■ **Exercise**:
Copy the lines of the data verbatim, everything from the very start down through the line containing "(424, 549), (749, 683)", with both ends included.

Region annotation entries:
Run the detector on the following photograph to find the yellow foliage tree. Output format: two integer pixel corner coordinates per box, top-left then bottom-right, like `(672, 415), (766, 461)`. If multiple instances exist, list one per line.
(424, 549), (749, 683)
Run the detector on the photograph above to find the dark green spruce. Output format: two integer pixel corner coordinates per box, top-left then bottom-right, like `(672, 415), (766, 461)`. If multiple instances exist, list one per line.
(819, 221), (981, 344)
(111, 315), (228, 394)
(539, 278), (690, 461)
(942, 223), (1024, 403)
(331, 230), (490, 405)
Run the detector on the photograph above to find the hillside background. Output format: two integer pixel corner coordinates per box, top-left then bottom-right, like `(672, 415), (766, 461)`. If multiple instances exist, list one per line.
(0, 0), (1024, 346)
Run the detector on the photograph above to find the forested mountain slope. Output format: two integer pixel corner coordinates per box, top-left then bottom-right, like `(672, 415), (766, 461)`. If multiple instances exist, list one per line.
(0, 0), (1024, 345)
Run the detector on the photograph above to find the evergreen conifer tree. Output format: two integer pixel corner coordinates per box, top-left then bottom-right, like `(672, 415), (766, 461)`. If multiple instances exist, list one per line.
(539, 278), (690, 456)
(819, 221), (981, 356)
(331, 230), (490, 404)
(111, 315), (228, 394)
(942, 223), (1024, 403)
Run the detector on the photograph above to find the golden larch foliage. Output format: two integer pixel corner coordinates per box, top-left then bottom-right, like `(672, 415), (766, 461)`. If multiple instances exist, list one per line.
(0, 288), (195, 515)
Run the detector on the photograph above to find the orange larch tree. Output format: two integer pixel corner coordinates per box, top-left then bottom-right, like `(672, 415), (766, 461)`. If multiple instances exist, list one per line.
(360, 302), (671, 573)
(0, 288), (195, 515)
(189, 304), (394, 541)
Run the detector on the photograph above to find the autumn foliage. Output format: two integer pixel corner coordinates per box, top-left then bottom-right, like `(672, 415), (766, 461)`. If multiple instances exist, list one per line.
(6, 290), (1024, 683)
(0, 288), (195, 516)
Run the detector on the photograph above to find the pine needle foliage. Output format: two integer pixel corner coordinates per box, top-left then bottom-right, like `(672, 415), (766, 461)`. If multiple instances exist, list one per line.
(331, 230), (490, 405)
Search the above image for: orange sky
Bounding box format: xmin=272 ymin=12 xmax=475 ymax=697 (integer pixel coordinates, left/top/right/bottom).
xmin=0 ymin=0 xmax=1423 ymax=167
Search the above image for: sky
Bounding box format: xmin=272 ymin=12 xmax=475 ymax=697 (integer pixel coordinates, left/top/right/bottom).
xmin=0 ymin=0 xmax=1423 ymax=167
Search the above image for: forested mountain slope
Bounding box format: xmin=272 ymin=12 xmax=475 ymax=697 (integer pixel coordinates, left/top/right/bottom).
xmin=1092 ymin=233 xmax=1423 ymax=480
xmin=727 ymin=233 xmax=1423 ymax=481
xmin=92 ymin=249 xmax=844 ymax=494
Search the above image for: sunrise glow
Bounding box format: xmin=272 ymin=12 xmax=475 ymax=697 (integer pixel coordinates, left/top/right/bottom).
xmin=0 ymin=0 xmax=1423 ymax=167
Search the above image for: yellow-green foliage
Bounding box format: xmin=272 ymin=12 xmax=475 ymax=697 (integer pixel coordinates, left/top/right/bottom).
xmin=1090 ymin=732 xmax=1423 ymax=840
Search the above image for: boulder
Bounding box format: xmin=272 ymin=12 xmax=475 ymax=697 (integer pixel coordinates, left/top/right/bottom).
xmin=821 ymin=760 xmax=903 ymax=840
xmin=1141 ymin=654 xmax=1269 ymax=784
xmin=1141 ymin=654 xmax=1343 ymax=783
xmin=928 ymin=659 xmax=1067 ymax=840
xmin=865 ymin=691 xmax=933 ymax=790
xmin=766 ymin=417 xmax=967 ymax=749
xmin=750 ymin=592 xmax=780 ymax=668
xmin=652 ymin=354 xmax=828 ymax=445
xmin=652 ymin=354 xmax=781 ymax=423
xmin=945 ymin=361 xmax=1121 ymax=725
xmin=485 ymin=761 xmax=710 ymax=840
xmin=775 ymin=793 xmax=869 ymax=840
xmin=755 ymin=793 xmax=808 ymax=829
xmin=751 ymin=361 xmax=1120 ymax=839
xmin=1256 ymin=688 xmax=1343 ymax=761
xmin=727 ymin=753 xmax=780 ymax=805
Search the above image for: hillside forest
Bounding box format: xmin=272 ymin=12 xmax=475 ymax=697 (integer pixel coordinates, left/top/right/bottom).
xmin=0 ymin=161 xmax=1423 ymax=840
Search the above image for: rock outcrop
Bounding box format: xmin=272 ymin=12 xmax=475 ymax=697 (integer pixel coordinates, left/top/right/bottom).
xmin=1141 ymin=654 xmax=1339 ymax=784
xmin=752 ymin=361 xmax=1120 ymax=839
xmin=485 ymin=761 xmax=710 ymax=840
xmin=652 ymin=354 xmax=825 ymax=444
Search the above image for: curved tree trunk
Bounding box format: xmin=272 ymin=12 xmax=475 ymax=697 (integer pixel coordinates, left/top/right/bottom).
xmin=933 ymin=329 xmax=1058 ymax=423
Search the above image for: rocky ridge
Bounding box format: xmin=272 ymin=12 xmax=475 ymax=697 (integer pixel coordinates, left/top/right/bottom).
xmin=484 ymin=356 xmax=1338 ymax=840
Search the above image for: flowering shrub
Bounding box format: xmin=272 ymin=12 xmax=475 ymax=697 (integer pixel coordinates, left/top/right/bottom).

■ **Solved exercise**:
Run the detector on the following photograph to find the yellow foliage tree. Output format: two integer pixel corner coordinates per box, top-left then bottom-right, like `(672, 415), (766, 461)`. If multiple instances exist, list one per line.
(424, 549), (749, 683)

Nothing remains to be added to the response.